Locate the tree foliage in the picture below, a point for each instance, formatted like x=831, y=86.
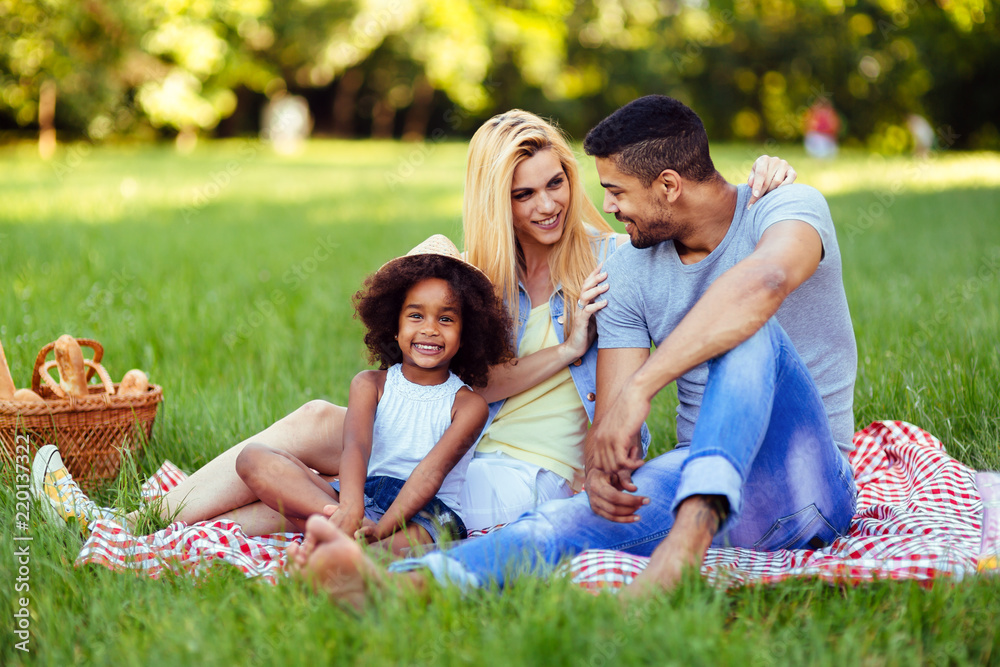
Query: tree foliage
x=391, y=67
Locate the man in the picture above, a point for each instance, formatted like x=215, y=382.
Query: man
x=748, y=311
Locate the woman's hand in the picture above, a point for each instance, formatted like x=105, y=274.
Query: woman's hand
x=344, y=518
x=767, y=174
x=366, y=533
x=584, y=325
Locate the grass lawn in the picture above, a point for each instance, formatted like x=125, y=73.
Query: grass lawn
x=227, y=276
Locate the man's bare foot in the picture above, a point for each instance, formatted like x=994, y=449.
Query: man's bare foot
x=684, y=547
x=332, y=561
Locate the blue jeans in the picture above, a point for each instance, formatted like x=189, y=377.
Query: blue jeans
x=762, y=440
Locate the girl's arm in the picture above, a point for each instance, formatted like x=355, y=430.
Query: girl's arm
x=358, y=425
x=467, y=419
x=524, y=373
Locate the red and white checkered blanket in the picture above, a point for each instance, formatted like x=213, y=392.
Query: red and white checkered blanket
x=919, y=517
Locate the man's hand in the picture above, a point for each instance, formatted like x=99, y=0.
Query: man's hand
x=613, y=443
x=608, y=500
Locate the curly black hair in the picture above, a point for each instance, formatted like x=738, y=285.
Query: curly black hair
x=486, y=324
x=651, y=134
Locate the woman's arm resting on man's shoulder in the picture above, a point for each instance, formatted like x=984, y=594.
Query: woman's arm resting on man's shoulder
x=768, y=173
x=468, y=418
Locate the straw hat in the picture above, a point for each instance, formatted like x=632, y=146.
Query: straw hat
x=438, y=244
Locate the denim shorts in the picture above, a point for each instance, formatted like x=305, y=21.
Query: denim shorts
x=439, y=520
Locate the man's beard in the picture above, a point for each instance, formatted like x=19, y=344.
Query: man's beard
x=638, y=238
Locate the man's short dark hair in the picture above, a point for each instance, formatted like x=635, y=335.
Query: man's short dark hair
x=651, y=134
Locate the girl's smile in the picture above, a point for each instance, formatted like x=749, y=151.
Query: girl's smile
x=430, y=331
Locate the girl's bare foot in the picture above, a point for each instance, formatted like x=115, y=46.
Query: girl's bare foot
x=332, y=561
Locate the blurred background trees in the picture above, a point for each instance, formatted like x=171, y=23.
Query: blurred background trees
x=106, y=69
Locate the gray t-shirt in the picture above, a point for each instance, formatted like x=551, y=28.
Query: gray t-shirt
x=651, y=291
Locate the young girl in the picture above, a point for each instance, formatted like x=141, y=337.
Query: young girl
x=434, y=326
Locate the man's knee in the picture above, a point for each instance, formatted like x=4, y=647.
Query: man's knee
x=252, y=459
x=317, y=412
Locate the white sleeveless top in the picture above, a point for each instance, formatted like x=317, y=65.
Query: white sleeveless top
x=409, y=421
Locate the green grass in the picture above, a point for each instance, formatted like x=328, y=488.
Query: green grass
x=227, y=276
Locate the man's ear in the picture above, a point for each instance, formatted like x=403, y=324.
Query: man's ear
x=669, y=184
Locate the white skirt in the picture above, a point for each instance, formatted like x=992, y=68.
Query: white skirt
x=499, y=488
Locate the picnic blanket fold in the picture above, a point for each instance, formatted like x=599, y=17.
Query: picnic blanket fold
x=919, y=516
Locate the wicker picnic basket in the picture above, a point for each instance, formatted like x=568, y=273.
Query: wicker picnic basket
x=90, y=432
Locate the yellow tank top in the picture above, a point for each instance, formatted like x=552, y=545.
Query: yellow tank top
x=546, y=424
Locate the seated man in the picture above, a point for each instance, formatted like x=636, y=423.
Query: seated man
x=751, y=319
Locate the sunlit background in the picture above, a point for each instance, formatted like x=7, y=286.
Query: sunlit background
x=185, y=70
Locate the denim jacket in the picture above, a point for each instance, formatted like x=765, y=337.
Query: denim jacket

# Directions:
Write out exactly the final stretch of the records: the line containing "Locate the yellow" and every line after it, through the last, and nothing else.

# Correct result:
Locate the yellow tank top in the picture above, a point for each instance, formatted like x=552, y=545.
Query: yellow tank top
x=546, y=424
Locate the seated man in the picture above, a point for each instance, formatted like x=636, y=423.
Query: seated man
x=751, y=319
Locate the sunlit background in the picture above, a point for each instance, formatted like x=7, y=286.
Query: sunlit background
x=185, y=70
Locate the denim jacket in the picture above, a point for each instance, formatted like x=765, y=337.
Query: denim jacket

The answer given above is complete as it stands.